*WORK TO COMPLETE*
Look for "task: outline the **blurred" in the listing below, then copy exactly the line it appears in and all lines after it to the end, and nothing more.

*Labeled shape records*
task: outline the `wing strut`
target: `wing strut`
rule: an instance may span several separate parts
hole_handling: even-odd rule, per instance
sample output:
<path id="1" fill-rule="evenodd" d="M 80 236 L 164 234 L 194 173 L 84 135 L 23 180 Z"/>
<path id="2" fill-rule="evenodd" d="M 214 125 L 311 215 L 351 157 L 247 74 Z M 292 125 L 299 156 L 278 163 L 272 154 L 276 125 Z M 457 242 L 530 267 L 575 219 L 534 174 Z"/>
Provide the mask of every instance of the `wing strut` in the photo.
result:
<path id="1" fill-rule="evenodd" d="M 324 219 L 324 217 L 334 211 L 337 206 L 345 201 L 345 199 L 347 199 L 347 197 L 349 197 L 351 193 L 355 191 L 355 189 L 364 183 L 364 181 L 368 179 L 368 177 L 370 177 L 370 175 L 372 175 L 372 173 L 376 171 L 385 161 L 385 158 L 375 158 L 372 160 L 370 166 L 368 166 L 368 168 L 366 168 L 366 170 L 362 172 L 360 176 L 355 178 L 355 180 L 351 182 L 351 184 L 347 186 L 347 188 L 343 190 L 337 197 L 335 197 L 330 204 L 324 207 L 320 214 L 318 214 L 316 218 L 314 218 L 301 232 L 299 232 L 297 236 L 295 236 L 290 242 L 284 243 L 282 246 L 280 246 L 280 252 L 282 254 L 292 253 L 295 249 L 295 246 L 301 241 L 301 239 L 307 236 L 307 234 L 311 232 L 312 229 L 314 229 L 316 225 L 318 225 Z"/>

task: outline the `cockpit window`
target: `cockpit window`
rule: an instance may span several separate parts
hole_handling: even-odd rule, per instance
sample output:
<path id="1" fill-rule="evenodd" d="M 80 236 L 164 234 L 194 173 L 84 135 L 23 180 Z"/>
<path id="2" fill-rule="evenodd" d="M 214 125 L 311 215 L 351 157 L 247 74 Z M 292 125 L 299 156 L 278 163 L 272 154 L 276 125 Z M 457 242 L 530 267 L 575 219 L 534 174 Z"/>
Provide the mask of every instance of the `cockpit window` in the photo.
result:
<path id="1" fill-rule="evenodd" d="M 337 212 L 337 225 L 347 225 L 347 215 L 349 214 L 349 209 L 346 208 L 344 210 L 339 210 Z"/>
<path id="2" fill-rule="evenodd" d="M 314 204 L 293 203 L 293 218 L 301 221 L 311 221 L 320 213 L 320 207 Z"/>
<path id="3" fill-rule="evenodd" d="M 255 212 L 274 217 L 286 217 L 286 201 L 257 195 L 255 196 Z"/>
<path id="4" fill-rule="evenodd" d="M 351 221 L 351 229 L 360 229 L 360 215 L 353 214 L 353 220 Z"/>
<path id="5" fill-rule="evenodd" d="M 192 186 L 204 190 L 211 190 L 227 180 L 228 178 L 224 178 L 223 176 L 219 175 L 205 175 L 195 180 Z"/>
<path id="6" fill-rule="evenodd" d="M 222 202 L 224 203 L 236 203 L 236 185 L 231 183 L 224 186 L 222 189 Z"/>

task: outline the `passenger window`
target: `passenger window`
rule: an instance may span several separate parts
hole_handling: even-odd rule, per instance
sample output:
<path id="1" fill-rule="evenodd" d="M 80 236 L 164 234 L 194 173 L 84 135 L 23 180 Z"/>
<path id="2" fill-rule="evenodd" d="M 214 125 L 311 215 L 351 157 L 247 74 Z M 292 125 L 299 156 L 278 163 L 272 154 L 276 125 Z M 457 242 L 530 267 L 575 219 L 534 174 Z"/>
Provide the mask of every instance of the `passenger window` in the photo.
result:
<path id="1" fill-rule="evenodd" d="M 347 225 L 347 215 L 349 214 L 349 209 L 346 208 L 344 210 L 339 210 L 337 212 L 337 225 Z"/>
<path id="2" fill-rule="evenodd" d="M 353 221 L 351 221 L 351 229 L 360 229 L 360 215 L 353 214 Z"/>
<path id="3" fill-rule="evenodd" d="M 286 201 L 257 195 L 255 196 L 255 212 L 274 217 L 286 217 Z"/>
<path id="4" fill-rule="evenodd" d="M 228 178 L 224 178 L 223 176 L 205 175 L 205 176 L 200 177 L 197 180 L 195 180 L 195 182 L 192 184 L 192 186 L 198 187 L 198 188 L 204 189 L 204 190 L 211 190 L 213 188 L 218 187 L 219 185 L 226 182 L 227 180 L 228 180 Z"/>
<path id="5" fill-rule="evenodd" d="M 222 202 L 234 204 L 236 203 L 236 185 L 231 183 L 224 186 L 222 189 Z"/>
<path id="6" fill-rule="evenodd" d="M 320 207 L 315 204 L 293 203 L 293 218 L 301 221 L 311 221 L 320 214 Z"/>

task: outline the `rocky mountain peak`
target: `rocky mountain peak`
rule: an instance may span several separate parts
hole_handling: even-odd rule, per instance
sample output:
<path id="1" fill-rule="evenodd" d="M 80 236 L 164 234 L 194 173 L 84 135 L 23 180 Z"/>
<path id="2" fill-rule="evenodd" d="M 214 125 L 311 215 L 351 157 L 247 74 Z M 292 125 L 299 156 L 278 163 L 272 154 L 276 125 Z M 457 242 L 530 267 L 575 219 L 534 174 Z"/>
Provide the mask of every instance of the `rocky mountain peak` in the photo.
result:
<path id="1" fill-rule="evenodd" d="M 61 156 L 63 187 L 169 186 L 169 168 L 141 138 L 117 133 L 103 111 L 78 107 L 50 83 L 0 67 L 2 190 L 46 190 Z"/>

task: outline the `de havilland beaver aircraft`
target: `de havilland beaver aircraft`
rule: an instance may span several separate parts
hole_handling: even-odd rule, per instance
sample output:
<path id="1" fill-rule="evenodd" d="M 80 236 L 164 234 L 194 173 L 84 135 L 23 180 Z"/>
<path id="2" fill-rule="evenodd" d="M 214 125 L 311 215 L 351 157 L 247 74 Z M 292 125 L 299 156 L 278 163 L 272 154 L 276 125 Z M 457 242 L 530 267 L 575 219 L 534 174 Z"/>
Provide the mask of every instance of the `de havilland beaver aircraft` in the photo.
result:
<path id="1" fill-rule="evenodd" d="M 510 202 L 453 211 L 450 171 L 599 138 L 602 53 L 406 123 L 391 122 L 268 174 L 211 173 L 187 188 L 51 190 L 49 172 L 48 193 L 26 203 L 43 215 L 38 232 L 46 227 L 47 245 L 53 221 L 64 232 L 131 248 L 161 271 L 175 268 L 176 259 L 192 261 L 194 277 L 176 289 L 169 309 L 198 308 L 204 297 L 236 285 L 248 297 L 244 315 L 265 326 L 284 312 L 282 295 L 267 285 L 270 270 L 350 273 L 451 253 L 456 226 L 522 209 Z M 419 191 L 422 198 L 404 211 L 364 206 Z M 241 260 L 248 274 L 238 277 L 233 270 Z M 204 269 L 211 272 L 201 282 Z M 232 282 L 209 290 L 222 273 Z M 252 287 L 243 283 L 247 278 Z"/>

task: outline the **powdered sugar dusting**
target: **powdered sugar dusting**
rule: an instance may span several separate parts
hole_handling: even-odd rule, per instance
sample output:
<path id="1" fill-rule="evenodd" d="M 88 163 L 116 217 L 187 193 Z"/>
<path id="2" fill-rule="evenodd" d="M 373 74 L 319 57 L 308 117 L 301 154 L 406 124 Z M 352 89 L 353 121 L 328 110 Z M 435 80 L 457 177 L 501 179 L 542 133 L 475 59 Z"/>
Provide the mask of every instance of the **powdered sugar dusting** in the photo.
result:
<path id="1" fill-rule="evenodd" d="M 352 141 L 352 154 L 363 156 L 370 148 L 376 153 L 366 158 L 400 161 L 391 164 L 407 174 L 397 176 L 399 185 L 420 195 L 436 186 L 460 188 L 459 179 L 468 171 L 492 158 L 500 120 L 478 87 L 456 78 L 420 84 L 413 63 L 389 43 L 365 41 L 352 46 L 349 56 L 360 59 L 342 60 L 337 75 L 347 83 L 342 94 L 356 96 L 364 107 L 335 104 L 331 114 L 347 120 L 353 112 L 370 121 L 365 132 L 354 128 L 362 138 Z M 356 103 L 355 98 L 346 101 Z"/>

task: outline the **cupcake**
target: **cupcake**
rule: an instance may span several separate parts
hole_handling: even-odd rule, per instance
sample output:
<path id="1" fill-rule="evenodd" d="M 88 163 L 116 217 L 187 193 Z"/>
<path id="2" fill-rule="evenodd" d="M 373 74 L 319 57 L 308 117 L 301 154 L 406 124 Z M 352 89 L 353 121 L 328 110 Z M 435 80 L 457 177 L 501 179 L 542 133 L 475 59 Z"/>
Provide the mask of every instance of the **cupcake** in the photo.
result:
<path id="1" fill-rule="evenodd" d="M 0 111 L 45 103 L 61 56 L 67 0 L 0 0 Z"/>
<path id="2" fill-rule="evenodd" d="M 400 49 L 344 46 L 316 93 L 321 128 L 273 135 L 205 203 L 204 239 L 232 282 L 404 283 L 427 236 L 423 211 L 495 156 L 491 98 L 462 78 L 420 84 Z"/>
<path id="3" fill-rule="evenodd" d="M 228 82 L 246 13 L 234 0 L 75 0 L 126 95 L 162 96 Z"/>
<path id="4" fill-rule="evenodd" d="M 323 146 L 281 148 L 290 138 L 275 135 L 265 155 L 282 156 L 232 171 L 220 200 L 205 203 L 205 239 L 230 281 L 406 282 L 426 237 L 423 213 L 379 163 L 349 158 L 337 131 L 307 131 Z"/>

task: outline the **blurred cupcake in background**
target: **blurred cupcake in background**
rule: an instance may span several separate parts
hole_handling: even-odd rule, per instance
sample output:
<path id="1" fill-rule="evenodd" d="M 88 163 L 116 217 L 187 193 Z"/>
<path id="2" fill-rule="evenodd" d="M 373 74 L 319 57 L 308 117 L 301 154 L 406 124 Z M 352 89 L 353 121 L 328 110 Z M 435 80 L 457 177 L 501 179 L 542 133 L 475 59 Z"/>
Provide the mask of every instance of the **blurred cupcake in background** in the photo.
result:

*FINISHED ANSWER*
task: outline the **blurred cupcake in background**
target: **blurred cupcake in background**
rule: an instance may span several separate parts
hole_handling: even-odd rule, per instance
sample output:
<path id="1" fill-rule="evenodd" d="M 88 163 L 116 217 L 187 193 Z"/>
<path id="2" fill-rule="evenodd" d="M 373 74 L 319 57 L 308 117 L 301 154 L 406 124 Z M 352 89 L 353 121 L 328 110 Z M 435 80 L 457 177 L 501 179 L 542 133 L 475 59 Z"/>
Provide the mask of every instance of the **blurred cupcake in background** in the photo.
result:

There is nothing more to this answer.